**EXERCISE DIRECTIONS**
Your task is to write out the lines from the line containing "like [82, 21]." through the last line of the material, exactly.

**RAW DATA**

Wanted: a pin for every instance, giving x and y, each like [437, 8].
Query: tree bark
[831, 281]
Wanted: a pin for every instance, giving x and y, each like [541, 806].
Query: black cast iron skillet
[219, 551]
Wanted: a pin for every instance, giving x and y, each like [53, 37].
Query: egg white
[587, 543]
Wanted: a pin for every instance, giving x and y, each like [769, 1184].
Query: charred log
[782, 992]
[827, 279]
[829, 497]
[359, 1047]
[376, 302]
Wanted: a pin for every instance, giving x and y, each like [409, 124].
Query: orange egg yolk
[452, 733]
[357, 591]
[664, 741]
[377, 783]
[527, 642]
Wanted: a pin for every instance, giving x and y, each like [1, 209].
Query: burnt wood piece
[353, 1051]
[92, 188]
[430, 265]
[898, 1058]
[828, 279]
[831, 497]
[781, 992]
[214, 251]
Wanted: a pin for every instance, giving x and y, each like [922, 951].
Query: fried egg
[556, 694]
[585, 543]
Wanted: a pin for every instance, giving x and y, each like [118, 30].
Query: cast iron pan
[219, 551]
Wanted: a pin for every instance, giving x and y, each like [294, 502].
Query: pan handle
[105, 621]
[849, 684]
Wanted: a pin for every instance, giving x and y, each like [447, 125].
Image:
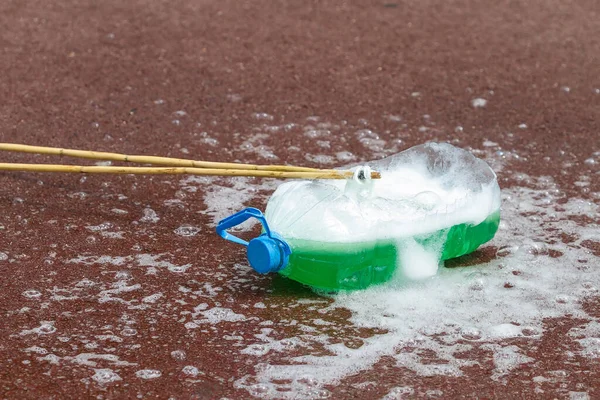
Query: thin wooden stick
[172, 162]
[331, 174]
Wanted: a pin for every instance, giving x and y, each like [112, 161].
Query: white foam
[479, 102]
[535, 276]
[422, 190]
[105, 375]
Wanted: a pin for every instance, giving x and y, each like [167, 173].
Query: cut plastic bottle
[433, 202]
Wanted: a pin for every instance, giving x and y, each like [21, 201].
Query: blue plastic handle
[239, 218]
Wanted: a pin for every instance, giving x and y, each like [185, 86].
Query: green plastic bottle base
[352, 266]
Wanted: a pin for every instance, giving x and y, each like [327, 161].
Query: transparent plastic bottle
[434, 202]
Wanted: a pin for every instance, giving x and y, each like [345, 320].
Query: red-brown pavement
[103, 276]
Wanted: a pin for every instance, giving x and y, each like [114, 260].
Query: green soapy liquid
[351, 266]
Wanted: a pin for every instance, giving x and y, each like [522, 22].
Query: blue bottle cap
[267, 253]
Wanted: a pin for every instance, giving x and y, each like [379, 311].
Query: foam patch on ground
[535, 275]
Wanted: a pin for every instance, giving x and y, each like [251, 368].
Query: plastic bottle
[434, 202]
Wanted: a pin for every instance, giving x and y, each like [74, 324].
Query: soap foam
[534, 276]
[422, 190]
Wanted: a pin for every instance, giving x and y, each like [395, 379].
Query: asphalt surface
[246, 80]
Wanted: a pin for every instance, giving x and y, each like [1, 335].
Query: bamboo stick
[168, 161]
[323, 174]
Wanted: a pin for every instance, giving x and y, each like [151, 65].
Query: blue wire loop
[239, 218]
[267, 253]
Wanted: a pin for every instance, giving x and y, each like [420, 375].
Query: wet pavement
[117, 286]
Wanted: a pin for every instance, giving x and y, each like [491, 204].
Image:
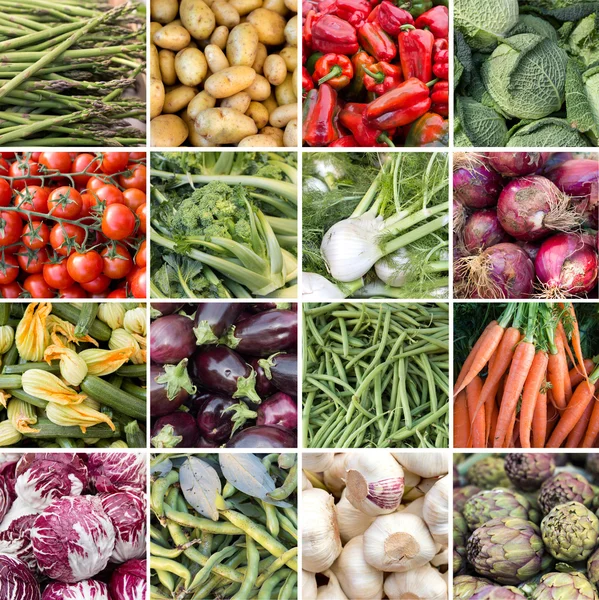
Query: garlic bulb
[350, 248]
[398, 542]
[317, 461]
[331, 591]
[423, 583]
[374, 482]
[425, 464]
[321, 544]
[352, 522]
[334, 477]
[358, 579]
[436, 510]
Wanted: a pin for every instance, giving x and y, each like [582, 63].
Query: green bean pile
[375, 375]
[247, 551]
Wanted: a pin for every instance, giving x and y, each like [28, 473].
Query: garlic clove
[321, 543]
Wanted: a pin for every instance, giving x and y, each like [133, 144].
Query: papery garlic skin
[398, 542]
[358, 579]
[375, 482]
[321, 543]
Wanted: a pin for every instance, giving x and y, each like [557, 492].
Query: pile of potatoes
[223, 72]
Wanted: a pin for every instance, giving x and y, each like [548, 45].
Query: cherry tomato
[35, 235]
[56, 275]
[119, 264]
[65, 203]
[113, 162]
[137, 178]
[85, 266]
[37, 286]
[61, 233]
[118, 222]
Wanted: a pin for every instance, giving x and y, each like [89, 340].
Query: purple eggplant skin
[212, 320]
[265, 333]
[183, 424]
[214, 424]
[265, 436]
[171, 339]
[280, 409]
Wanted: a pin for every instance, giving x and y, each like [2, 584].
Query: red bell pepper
[436, 20]
[400, 106]
[352, 11]
[416, 53]
[351, 117]
[332, 34]
[390, 17]
[320, 111]
[376, 42]
[382, 77]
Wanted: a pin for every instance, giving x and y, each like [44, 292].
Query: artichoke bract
[497, 503]
[564, 586]
[570, 532]
[508, 550]
[565, 487]
[528, 471]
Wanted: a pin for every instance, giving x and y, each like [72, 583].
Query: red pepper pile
[375, 74]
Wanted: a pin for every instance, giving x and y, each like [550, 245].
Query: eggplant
[265, 436]
[265, 333]
[172, 339]
[213, 319]
[179, 429]
[214, 423]
[172, 391]
[220, 369]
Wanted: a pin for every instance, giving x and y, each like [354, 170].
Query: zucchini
[113, 397]
[98, 330]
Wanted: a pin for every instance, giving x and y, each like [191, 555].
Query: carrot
[461, 422]
[477, 417]
[532, 387]
[539, 431]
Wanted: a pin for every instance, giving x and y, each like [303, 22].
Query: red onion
[566, 266]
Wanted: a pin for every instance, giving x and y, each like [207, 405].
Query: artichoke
[488, 473]
[564, 586]
[508, 550]
[570, 532]
[465, 586]
[565, 487]
[497, 503]
[528, 471]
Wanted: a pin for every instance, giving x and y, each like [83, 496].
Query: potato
[200, 102]
[240, 101]
[275, 69]
[197, 18]
[172, 37]
[219, 37]
[269, 25]
[167, 66]
[164, 11]
[257, 141]
[258, 113]
[281, 115]
[168, 131]
[178, 98]
[242, 45]
[217, 61]
[191, 66]
[290, 134]
[224, 126]
[157, 95]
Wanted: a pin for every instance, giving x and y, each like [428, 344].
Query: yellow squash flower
[32, 337]
[47, 386]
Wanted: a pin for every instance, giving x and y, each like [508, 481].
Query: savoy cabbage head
[526, 76]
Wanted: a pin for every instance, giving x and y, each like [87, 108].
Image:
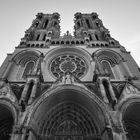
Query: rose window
[68, 63]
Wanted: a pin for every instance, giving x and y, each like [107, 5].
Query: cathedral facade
[84, 86]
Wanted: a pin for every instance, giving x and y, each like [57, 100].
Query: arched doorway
[69, 114]
[131, 121]
[6, 122]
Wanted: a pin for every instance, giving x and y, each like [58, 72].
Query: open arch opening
[6, 122]
[69, 114]
[131, 121]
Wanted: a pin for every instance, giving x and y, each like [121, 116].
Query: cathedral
[84, 86]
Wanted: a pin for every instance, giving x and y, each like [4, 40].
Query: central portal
[68, 114]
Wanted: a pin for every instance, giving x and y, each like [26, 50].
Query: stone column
[126, 67]
[112, 94]
[103, 93]
[33, 93]
[17, 133]
[24, 93]
[93, 65]
[8, 69]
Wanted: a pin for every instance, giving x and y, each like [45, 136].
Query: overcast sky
[121, 17]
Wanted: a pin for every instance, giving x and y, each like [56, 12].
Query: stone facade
[80, 87]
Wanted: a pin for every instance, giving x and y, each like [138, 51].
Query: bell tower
[84, 86]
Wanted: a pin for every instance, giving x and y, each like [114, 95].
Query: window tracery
[28, 67]
[107, 67]
[68, 64]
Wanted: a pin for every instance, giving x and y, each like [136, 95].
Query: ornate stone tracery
[68, 64]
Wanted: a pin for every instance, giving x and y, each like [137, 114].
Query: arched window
[38, 36]
[90, 37]
[107, 67]
[46, 23]
[28, 67]
[96, 36]
[88, 24]
[44, 37]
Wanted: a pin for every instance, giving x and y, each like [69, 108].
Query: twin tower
[84, 86]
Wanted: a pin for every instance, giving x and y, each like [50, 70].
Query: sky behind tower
[121, 17]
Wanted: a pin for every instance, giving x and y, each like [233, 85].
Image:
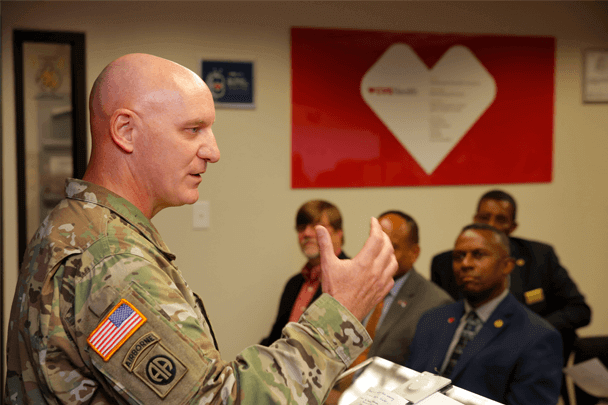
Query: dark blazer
[516, 358]
[537, 269]
[395, 333]
[288, 299]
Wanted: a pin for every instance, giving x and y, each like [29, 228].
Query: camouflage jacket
[102, 315]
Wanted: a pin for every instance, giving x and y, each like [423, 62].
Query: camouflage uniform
[95, 255]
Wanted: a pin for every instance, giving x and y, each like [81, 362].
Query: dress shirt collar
[485, 311]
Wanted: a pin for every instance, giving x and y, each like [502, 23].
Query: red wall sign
[375, 109]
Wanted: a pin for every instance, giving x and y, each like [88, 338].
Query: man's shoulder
[427, 288]
[529, 244]
[528, 319]
[443, 257]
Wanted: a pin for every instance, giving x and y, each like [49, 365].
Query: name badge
[534, 296]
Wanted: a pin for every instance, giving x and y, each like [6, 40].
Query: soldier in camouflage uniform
[102, 315]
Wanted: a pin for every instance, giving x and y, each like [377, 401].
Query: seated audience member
[489, 343]
[411, 296]
[305, 287]
[393, 322]
[538, 280]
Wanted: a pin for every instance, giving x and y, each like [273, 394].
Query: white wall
[240, 264]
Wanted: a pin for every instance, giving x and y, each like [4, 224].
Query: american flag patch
[115, 329]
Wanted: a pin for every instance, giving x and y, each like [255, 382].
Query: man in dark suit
[489, 343]
[538, 280]
[305, 287]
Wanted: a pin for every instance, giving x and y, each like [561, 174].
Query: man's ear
[123, 128]
[415, 251]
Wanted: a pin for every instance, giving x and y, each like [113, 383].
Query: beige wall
[240, 264]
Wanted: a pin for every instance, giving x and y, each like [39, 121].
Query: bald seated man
[101, 314]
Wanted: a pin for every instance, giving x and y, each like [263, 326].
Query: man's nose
[209, 150]
[467, 261]
[309, 230]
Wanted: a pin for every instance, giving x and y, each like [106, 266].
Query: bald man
[102, 315]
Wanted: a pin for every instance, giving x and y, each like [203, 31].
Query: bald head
[135, 81]
[151, 129]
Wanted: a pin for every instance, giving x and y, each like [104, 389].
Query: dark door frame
[79, 144]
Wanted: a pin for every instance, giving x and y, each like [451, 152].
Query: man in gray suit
[411, 296]
[393, 323]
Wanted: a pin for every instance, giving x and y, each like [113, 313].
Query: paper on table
[378, 396]
[591, 376]
[439, 399]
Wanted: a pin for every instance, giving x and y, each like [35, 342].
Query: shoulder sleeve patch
[114, 330]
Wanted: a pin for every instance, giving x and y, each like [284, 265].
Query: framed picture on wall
[595, 76]
[230, 82]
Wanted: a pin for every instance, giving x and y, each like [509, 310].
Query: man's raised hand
[360, 283]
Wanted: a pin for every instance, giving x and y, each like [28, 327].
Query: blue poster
[231, 83]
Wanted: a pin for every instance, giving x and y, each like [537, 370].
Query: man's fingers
[373, 244]
[326, 249]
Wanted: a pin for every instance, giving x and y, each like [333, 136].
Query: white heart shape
[428, 111]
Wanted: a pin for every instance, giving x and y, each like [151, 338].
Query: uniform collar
[94, 194]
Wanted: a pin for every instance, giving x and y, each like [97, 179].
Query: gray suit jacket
[393, 337]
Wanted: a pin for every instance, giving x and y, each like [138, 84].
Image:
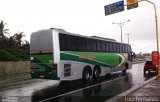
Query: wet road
[93, 91]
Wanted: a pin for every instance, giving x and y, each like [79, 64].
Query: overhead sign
[155, 57]
[114, 8]
[132, 4]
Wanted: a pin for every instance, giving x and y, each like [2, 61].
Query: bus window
[94, 45]
[103, 46]
[82, 44]
[99, 45]
[107, 46]
[88, 44]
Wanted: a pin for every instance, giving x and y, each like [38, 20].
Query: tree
[18, 38]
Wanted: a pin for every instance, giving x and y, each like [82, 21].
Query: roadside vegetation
[12, 48]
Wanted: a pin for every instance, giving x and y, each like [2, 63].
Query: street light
[121, 24]
[128, 37]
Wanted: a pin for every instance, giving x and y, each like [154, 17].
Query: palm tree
[18, 38]
[3, 31]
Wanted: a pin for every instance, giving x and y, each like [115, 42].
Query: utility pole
[121, 24]
[128, 37]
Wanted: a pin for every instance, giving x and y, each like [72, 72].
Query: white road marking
[79, 90]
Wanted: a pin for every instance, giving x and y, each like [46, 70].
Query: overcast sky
[85, 17]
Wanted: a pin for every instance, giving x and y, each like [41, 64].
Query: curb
[13, 83]
[119, 96]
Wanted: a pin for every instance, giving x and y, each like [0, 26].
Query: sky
[85, 17]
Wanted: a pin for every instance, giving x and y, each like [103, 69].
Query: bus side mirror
[133, 54]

**OUTPUT FOR THIS EXERCISE**
Wanted: a pin for every instance, giving x and y, each like [82, 21].
Query: roadside vegetation
[12, 48]
Wanted: a pin for every instance, giving x and y, each like [2, 63].
Query: street light
[121, 24]
[128, 37]
Wanted: a pin for every instance, giving x and y, each like [154, 17].
Query: palm tree
[18, 38]
[3, 31]
Wanted: a pin for every instance, giving x and y, each like [115, 42].
Query: utility pole
[121, 24]
[128, 37]
Wanted: a pin for every instance, giving x and y, each like [72, 72].
Query: white road marking
[79, 90]
Wanted: a pin for every instance, giving x and y, each like [46, 70].
Query: overcast sky
[85, 17]
Wanted: a pin for every instance, giving x and y, each like [41, 64].
Query: curb
[13, 83]
[119, 96]
Wanted: a pin for every instance, giving x and y, each like [0, 26].
Query: sky
[85, 17]
Wanted: a pin for every instance, giving x and y, each like [103, 69].
Query: bus side mirror
[133, 54]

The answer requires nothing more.